## Selected passage
----------

Meth addict’s hope message
A feral meth addiction, psychotic episodes, guns, gangs and a short stint in prison were once part of everyday life for Janet Balcombe.
Balcombe tells her story in the recently published memoir
a new and updated edition of her previous book
‘‘I want to bring hope to people who are suffering with addiction or brokenness or hopelessness or those stuck in a toxic relationship...for people stuck in any kind of personal hell.
‘‘The key to recovery is come out of your life for a time, come away from old friends and places that trigger you. Whether it’s rehab or a friend or family, make a clean break for as many years as it takes.’’
Balcombe, who grew up in Ruawai, says she fell in with the wrong crowd in Auckland.
An alcoholic at 19, she added prescription medication to the mix following the death of her brother.
Then she hooked up with a drug dealer and methamphetamine cook for two Auckland gangs.
‘‘We became complete outlaws living off drug money and being addicts.’’
Her experiences include a terrifying psychotic episode and three days in Mt Eden prison on charges of kidnapping, guns and drugs.

----------

## Records provided
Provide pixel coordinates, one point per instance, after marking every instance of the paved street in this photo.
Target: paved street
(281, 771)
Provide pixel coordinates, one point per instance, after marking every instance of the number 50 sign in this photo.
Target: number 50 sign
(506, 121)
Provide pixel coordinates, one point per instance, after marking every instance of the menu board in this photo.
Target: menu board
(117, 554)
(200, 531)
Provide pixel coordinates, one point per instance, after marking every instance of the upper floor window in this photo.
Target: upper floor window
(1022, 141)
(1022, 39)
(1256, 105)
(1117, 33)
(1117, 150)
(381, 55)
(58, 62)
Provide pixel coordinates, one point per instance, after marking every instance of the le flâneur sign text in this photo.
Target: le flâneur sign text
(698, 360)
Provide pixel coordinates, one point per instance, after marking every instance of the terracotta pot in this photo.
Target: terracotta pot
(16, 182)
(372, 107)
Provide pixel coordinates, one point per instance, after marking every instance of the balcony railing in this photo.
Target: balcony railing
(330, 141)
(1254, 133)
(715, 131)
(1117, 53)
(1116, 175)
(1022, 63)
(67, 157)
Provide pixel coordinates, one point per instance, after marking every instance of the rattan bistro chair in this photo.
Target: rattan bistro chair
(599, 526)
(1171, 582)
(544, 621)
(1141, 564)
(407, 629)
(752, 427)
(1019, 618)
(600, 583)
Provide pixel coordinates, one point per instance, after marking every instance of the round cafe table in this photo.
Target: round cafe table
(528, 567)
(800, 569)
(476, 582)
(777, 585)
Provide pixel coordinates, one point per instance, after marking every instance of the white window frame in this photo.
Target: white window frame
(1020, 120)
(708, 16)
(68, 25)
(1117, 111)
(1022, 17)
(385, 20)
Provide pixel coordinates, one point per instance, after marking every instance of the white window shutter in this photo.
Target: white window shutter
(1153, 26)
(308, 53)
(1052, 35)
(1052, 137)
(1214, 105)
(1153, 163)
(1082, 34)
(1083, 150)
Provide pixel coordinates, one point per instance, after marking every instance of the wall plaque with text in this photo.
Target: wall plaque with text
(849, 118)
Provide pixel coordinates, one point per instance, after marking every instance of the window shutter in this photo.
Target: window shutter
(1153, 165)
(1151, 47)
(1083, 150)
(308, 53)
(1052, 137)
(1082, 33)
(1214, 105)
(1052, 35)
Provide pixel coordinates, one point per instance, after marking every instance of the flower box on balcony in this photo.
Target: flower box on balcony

----------

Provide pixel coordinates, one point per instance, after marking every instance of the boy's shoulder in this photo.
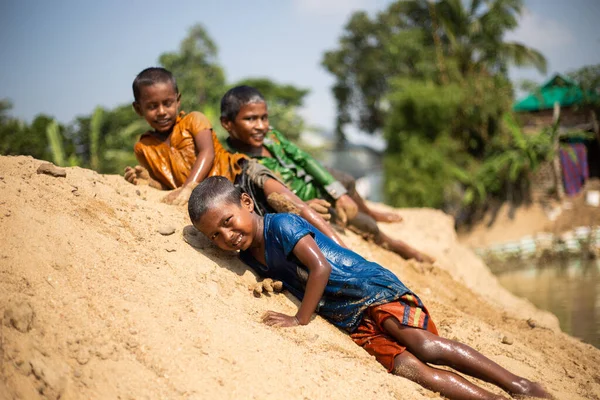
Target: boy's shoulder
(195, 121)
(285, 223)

----------

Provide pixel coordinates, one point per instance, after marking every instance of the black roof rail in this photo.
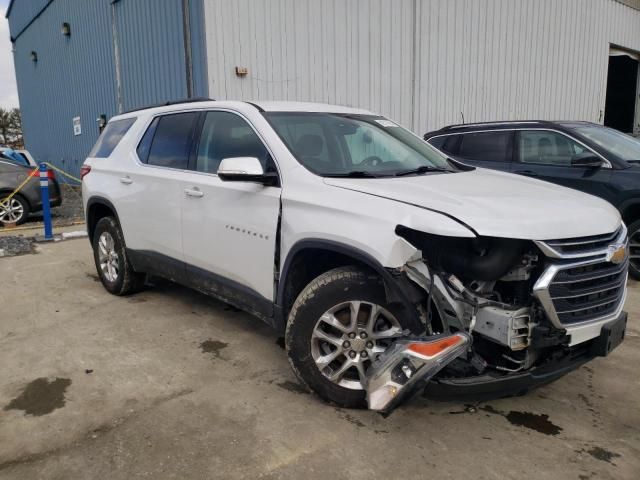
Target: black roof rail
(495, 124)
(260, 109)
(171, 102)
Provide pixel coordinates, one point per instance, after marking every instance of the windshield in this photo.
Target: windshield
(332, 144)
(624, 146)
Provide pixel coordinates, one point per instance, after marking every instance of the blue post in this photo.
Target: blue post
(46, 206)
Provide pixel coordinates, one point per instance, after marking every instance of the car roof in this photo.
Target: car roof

----------

## Work item A
Answer these questions using the article about Janet Balcombe:
(i) In which town did Balcombe grow up?
(ii) How old was she when she was an alcoholic?
(iii) How many days did she spend in Mt Eden prison?
## Work item B
Pick up the article about Janet Balcombe's meth addiction after its final sentence and write the next few sentences.

## Answer space A
(i) Ruawai
(ii) 19
(iii) Three

## Answer space B
She gave up meth when her partner said they couldn’t both afford to use it and booked her into a hotel for a week.
‘‘It wasn’t easy but I muscled through the first week and kept one foot in front of the other and got through the worst of it,’’ Balcombe says.
But she went back to her boyfriend for another six years, becoming increasingly frustrated at life.
‘‘I felt ‘I’m sick and tired of being a dope’, and realising I’m going through life in a daze. I wanted some clarity.’’
Returning to her parents house to recover, she realised how sick she was and also discovered her faith in god.
Her original book was a finalist in the 2015 Mind Body Spirit Literary Awards.
Now aged 49, she lives ‘‘a restored life’’ with her husband and son.